◆ TO BE DONE: According to the text on Jupyter magic functions, which character is used to call these functions?

◆ SOURCE TEXT:

○ ○ ○ ○ ○ ○ ○

A common use for this feature is to install external packages via pip like so:  
`!pip install numpy`

## Magic Functions

Magic funcitons control the funcionality of certain libraries integrated with jupyter. We can call these functions using the percent character '%'.

Some notable examples include:
- `%matplotlib inline` - Shows matplotlib figures inline with the cell output
- `%load_ext` - Load a jupyter extension, e.g. `%load_ext autoreload`.
- `%run` - Allows you to execute Python code from external .py files and other Jupyter Notebooks directly within your current notebook.
- `%load` - Allows you to insert code from an external script into the current cell of your Jupyter Notebook.

○ ○ ○ ○ ○ ○ ○

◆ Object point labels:
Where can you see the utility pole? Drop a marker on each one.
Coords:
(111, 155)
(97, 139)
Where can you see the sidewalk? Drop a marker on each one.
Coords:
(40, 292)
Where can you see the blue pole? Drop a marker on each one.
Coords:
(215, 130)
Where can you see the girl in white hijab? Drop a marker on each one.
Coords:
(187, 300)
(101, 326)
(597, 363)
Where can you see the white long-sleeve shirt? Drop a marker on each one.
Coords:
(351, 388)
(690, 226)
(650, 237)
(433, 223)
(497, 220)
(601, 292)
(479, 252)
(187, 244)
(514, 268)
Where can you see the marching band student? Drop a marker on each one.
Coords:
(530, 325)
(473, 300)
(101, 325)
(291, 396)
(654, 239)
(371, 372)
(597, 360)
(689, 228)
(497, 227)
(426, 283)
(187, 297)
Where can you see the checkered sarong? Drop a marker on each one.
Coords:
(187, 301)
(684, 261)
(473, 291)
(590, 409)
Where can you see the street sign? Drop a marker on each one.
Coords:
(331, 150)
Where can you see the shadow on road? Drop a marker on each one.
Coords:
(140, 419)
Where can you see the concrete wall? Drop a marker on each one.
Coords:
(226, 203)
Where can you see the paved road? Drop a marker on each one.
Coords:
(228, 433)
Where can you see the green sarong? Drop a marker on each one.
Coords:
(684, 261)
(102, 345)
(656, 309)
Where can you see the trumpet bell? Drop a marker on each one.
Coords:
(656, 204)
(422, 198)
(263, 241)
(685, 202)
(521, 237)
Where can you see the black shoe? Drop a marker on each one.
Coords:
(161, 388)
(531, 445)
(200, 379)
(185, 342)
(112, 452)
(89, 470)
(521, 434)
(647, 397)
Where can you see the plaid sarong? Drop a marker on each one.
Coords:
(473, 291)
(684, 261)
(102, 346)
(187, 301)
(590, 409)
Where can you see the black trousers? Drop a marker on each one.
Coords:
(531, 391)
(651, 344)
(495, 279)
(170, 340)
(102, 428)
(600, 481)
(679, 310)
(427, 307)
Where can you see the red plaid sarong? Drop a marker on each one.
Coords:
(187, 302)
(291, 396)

○ ○ ○ ○ ○ ○ ○

◆ RESULT OF THE TASK: The percent character, '%'.